>>>
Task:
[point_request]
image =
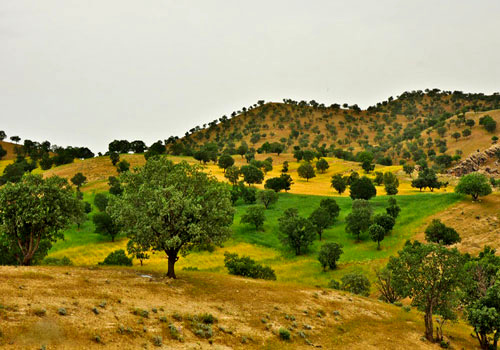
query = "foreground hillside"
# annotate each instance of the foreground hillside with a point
(80, 308)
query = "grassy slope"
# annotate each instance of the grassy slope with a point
(479, 139)
(9, 147)
(326, 318)
(97, 170)
(85, 247)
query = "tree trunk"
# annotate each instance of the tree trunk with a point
(429, 329)
(172, 259)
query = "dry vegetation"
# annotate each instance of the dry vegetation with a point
(478, 223)
(127, 311)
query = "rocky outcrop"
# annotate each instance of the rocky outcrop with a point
(476, 161)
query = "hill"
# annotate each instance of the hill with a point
(393, 130)
(97, 170)
(103, 308)
(9, 147)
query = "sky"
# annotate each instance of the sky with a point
(84, 73)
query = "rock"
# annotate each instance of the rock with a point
(474, 162)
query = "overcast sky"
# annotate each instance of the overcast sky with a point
(86, 72)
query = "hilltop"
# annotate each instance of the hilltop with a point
(69, 308)
(414, 125)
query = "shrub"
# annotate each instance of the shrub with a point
(334, 285)
(157, 341)
(356, 283)
(329, 254)
(306, 171)
(247, 267)
(101, 201)
(284, 334)
(64, 261)
(363, 188)
(255, 216)
(249, 194)
(438, 232)
(474, 184)
(118, 257)
(267, 197)
(201, 325)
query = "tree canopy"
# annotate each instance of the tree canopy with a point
(33, 213)
(474, 184)
(171, 208)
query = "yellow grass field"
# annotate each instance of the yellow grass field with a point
(97, 170)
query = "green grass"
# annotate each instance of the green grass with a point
(85, 247)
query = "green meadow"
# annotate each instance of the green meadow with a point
(85, 247)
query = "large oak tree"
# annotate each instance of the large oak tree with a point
(172, 208)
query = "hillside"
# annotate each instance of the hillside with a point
(97, 170)
(9, 147)
(394, 129)
(53, 307)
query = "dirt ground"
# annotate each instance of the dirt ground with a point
(105, 308)
(478, 223)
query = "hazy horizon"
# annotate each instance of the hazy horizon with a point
(85, 73)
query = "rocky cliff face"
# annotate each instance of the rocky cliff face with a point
(477, 161)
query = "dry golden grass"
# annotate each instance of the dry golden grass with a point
(479, 139)
(9, 147)
(97, 170)
(240, 306)
(478, 223)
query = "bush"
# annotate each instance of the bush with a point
(247, 267)
(474, 184)
(356, 283)
(249, 194)
(64, 261)
(267, 197)
(101, 201)
(255, 216)
(329, 254)
(334, 284)
(118, 257)
(284, 334)
(438, 232)
(363, 188)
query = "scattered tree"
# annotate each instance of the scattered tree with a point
(377, 234)
(267, 197)
(78, 180)
(225, 161)
(437, 232)
(172, 208)
(339, 183)
(320, 220)
(34, 212)
(104, 224)
(101, 201)
(306, 171)
(297, 232)
(255, 215)
(474, 184)
(252, 174)
(393, 209)
(331, 207)
(322, 165)
(360, 218)
(329, 254)
(362, 188)
(429, 274)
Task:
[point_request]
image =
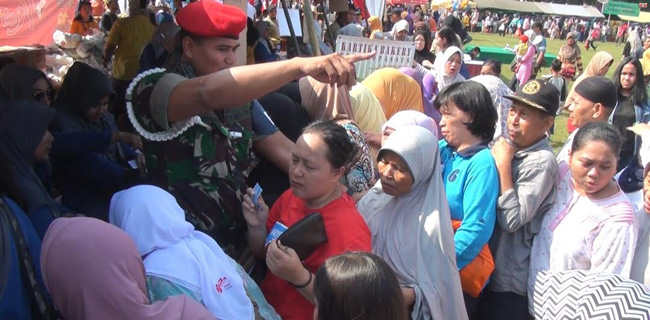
<<<
Brief> From the rows above, pull out every line that contains the word "shrub" and copy each one in full.

Reply to the exercise>
query = "shrub"
# annotate each instance of the shrub with a point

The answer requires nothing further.